Material for this exercise ->
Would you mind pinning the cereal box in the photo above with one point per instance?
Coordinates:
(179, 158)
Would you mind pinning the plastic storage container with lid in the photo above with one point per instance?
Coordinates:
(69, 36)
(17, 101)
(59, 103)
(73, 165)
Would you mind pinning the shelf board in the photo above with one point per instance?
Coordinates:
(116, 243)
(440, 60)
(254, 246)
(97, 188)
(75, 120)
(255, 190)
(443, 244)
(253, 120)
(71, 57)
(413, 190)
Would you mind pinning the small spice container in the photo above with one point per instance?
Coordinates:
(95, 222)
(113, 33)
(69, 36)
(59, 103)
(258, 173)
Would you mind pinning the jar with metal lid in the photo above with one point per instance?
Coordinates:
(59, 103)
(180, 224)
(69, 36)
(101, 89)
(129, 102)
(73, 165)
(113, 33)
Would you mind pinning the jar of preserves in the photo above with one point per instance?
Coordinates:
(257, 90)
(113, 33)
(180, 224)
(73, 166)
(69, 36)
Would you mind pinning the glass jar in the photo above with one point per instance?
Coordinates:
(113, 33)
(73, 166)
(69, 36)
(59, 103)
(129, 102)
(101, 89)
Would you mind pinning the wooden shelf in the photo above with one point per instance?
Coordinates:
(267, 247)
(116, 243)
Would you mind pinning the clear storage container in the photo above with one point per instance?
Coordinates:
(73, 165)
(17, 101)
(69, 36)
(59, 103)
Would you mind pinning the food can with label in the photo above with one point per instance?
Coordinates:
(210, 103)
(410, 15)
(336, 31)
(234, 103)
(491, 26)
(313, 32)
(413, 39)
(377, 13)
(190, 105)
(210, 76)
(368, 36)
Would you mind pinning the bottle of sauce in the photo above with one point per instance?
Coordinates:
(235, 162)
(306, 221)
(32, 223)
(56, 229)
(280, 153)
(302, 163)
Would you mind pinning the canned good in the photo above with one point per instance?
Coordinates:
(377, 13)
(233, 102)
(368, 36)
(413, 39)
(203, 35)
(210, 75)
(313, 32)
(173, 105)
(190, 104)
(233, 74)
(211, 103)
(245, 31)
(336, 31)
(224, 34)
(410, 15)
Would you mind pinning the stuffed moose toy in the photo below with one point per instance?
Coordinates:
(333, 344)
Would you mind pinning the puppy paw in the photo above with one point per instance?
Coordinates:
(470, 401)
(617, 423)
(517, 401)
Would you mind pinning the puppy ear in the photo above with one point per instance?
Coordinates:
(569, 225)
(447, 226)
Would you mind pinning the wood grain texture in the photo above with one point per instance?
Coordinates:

What is being asked -> Each line that contains the string "container" should be copied from the data above.

Solution to the exercise ->
Would you mind pinning the plastic storage container with lid in the photo above with one point per instance?
Would you mind pinning the small spice container in the photo above with one point per instance?
Would you mind pinning the clear storage container in the photo above with one point per instance?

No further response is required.